JOB: Transcribe exactly the lines from the one holding "the bird in" to the end of the data below, including both of those lines and no others.

RECORDS SUPPLIED:
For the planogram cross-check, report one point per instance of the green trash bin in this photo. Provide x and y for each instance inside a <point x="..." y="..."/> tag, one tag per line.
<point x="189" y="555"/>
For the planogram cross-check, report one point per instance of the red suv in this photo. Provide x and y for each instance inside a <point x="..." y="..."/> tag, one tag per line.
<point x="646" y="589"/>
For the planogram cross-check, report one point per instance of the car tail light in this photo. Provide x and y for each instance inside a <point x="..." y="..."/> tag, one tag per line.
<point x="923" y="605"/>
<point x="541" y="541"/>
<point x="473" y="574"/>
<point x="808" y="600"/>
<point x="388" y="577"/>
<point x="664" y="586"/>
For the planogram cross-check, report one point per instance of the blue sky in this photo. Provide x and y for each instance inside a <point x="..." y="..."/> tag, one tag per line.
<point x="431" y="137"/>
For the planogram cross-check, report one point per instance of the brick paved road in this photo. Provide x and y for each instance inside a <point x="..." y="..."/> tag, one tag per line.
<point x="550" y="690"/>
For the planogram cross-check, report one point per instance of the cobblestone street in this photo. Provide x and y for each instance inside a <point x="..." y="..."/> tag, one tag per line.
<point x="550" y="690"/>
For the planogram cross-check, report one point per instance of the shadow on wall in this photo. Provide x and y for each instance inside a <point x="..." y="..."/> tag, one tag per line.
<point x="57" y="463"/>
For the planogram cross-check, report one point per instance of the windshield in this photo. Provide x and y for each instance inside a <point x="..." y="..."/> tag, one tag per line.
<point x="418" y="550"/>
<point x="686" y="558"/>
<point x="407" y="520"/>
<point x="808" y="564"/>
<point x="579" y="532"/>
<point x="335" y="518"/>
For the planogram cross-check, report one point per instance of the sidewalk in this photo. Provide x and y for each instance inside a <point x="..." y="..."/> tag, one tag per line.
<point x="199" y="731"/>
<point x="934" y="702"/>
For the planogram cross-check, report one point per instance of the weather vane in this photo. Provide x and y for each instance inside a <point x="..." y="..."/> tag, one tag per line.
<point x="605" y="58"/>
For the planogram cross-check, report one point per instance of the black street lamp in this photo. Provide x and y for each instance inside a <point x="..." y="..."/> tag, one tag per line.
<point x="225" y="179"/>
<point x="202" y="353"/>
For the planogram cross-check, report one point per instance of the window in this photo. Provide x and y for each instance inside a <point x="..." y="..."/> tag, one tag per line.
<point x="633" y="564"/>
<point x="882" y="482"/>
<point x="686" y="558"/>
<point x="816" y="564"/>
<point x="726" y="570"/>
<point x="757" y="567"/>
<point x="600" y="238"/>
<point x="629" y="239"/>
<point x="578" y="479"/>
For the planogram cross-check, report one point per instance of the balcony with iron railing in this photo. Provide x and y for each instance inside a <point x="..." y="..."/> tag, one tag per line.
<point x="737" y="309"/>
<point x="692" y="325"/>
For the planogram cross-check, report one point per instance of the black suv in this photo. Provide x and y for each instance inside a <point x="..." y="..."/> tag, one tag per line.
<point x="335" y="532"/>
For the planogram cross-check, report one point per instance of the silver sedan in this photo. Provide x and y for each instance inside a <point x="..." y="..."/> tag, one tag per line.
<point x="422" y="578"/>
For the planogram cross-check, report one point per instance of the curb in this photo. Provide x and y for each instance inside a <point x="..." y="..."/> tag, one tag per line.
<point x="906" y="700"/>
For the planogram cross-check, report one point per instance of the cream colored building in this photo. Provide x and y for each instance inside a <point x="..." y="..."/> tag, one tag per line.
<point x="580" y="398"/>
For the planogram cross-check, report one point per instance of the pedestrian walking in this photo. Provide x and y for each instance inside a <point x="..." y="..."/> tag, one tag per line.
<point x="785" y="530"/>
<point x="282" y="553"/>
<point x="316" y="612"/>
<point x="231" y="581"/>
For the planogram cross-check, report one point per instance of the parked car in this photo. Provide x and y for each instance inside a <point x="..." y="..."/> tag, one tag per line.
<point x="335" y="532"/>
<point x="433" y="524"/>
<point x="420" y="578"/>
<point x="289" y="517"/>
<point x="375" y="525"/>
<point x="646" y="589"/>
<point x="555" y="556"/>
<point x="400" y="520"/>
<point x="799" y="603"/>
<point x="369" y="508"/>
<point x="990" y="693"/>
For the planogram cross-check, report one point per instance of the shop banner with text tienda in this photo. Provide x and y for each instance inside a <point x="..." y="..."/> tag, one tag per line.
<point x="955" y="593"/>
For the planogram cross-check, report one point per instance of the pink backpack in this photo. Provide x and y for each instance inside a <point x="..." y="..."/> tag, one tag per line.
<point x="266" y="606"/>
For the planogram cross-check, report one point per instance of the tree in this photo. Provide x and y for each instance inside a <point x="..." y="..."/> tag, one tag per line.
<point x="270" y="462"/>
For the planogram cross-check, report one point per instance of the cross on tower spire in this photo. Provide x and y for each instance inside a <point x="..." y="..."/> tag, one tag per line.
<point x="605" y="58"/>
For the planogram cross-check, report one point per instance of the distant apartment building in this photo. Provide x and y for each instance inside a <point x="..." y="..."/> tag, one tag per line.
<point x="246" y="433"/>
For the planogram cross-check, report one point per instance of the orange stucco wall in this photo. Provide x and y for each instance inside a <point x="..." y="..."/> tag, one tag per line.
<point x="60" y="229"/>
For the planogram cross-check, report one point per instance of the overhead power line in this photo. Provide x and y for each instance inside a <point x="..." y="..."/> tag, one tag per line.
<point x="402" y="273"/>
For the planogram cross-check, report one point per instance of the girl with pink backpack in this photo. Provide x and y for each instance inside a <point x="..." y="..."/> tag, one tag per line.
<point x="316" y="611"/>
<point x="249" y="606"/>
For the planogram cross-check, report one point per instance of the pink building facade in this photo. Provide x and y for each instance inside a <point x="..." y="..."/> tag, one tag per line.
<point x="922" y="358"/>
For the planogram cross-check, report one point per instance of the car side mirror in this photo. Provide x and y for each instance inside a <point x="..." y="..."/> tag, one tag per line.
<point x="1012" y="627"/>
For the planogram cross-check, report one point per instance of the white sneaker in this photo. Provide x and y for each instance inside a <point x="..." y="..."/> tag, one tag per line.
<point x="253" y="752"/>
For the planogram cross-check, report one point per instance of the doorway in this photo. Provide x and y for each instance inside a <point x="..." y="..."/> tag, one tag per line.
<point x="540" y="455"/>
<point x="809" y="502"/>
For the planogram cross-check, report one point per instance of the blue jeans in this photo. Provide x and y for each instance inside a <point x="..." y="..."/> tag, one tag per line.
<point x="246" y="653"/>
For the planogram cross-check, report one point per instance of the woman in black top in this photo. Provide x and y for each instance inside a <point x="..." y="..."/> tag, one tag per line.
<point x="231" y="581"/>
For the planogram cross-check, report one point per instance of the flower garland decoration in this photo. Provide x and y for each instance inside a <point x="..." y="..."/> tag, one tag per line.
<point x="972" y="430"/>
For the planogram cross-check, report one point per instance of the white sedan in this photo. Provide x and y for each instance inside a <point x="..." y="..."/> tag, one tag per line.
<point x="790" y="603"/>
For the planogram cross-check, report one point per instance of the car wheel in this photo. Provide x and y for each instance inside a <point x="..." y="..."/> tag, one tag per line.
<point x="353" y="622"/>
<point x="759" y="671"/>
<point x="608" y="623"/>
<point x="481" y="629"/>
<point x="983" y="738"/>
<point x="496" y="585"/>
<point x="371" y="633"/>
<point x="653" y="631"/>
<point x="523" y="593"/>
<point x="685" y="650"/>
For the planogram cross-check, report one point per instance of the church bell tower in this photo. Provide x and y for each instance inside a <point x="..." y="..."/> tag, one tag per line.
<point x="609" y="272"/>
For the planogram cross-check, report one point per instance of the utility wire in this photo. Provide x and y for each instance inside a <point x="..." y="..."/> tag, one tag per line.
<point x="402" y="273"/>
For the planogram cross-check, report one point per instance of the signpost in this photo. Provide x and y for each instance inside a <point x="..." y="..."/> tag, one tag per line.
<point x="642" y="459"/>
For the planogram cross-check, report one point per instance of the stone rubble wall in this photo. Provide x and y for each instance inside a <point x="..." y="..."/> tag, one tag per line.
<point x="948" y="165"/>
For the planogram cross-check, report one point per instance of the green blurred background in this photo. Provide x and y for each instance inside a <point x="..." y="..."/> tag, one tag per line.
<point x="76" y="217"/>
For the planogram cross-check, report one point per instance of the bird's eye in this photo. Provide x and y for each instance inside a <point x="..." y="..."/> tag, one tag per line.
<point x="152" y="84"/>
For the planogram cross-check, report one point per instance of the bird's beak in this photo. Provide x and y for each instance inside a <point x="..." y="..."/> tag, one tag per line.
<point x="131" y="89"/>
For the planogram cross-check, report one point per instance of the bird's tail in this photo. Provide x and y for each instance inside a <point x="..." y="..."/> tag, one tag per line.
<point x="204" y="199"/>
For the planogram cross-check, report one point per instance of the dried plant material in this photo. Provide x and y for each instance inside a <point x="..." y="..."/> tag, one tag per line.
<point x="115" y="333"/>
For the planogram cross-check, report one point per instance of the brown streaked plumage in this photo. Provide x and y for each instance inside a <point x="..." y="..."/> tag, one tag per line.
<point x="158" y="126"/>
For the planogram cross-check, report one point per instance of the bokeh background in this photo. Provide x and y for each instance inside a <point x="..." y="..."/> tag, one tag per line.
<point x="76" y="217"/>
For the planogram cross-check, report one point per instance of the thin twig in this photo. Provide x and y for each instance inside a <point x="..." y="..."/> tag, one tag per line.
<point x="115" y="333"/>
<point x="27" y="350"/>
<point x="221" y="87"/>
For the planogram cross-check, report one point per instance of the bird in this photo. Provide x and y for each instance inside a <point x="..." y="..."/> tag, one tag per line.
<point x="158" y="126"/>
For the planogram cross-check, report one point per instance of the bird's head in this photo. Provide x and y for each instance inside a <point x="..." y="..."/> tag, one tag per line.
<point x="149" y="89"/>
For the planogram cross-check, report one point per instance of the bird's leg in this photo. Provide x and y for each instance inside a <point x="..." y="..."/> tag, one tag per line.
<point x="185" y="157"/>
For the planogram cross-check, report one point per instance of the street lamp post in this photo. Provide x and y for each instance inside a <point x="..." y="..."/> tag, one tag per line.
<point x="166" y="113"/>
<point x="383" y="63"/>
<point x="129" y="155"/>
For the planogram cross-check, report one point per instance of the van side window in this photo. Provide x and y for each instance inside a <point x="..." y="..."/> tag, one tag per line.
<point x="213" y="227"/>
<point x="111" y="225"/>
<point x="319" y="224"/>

OUTPUT FOR THIS TASK:
For the planogram cross-check, report one point per instance of the bird in this photo. Provide x and y for each instance inside a <point x="..." y="..."/> tag, one tag per line.
<point x="158" y="126"/>
For the planogram cross-check, report one point per instance of the bird's head in this photo. Provide x and y for each instance inside a <point x="..." y="..."/> tag, one tag per line.
<point x="149" y="89"/>
For the planogram cross-check, report one point per instance of the bird's leg in this photo. Provide x and y for each instance inside a <point x="..." y="..."/> tag, one tag per line.
<point x="185" y="157"/>
For the planogram cross-check, report one point per instance of the street lamp post in this photo. Provide x and y for each instance inside a <point x="..." y="..."/> tag, one tag per line.
<point x="166" y="113"/>
<point x="383" y="63"/>
<point x="129" y="155"/>
For the planogram cross-check, report one point per instance of the van side window in this photo. Provide x and y for each instance inside a <point x="..." y="..."/> tag, one tag per line.
<point x="213" y="227"/>
<point x="111" y="225"/>
<point x="319" y="224"/>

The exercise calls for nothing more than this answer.